:: Information shown
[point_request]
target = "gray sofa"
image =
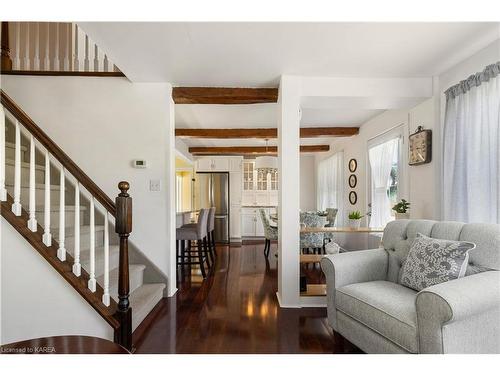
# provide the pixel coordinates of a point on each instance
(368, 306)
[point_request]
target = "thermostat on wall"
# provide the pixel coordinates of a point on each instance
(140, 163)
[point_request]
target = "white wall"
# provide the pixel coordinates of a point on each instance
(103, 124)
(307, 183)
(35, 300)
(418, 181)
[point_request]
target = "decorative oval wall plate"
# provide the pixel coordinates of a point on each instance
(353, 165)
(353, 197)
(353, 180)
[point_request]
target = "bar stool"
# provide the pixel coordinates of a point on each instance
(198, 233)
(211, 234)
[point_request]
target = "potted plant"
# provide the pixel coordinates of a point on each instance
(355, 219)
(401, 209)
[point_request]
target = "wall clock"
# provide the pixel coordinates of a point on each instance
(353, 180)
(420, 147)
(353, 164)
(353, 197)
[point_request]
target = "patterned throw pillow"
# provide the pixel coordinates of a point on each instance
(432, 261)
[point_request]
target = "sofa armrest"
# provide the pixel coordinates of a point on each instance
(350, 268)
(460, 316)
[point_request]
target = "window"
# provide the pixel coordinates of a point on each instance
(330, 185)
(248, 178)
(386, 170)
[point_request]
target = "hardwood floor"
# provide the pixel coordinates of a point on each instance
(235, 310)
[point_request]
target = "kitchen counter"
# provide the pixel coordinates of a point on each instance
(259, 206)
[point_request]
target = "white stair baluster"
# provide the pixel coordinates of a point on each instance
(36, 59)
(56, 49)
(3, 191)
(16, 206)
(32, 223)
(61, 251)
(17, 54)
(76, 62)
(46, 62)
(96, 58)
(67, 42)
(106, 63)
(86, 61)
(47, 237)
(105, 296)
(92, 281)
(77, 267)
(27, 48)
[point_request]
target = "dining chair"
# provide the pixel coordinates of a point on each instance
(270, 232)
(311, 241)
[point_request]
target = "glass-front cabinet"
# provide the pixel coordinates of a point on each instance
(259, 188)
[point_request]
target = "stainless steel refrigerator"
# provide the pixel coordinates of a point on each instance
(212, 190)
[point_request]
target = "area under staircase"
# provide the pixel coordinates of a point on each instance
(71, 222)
::::
:: Information shown
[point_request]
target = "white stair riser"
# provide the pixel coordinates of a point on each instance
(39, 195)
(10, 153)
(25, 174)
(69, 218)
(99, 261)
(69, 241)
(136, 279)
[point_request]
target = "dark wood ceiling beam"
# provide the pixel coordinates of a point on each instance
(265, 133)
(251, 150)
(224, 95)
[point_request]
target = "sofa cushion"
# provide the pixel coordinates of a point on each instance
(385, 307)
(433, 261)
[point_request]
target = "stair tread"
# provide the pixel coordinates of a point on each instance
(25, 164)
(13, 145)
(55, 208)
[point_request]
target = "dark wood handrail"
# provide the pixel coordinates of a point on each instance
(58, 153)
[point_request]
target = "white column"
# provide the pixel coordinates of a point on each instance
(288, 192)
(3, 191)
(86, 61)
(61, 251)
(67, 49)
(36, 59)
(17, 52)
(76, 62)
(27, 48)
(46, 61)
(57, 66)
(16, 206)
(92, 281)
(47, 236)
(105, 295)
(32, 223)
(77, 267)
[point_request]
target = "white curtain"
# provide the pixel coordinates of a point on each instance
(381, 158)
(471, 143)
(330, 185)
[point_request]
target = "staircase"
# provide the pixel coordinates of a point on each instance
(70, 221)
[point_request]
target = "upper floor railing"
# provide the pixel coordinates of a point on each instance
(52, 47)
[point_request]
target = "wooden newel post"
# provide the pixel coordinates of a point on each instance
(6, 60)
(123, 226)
::::
:: Information shown
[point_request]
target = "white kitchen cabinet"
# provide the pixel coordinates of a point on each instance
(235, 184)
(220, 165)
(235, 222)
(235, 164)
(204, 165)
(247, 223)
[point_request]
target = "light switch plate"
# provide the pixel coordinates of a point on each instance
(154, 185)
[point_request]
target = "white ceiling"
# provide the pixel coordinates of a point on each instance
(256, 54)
::::
● **Exercise objective**
Give only the number of lines in the records that contain the string "floor".

● **Full response**
2